>> BEGIN Data listing

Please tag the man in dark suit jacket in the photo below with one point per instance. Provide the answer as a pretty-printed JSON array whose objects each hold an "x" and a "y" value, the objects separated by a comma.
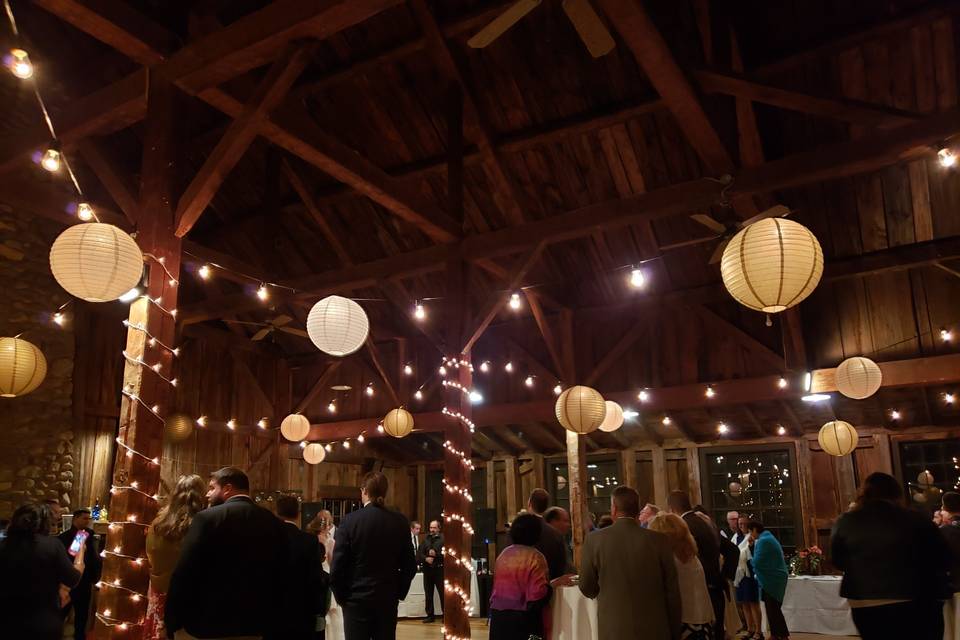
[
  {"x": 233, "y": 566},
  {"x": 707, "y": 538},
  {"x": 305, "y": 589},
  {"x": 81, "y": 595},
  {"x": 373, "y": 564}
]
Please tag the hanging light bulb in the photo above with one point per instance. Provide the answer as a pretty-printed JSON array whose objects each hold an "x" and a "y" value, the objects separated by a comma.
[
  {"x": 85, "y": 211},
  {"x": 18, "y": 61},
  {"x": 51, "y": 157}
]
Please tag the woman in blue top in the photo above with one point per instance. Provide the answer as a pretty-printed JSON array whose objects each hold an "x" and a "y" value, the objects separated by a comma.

>> END Data listing

(The request): Convert all of the data above into a Markdown table with two columns, Row and Line. Give each line its row number, skip blank lines, and leave the pictures out.

(Solution for this problem):
| Row | Line |
|---|---|
| 1 | Please tag the man in dark suit jacket in the photo below with one point per instance. Provide the answer as a pretty-printed JSON array whose objects each hold an "x" and a "y" value, the objects separated by a comma. |
| 2 | [ |
| 3 |   {"x": 233, "y": 566}, |
| 4 |   {"x": 707, "y": 538}, |
| 5 |   {"x": 305, "y": 589}, |
| 6 |   {"x": 81, "y": 595}, |
| 7 |   {"x": 373, "y": 564} |
| 8 | ] |
| 9 | Please tag the hanging light bulb in the photo above with one point per instance. Provide the answer as a pretty-printed JSON array whose objects each hold an "x" and a "y" value, the objects separated by a comma. |
| 10 | [ |
| 11 |   {"x": 85, "y": 211}, |
| 12 |   {"x": 18, "y": 61}, |
| 13 |   {"x": 51, "y": 157} |
| 14 | ] |
| 15 | Please tag the woman in blue top in the photo above with one point per instance. Provide the answer as a pretty-printed JSON array whose objects each hold an "x" and a "y" value, the objects separated by a comma. |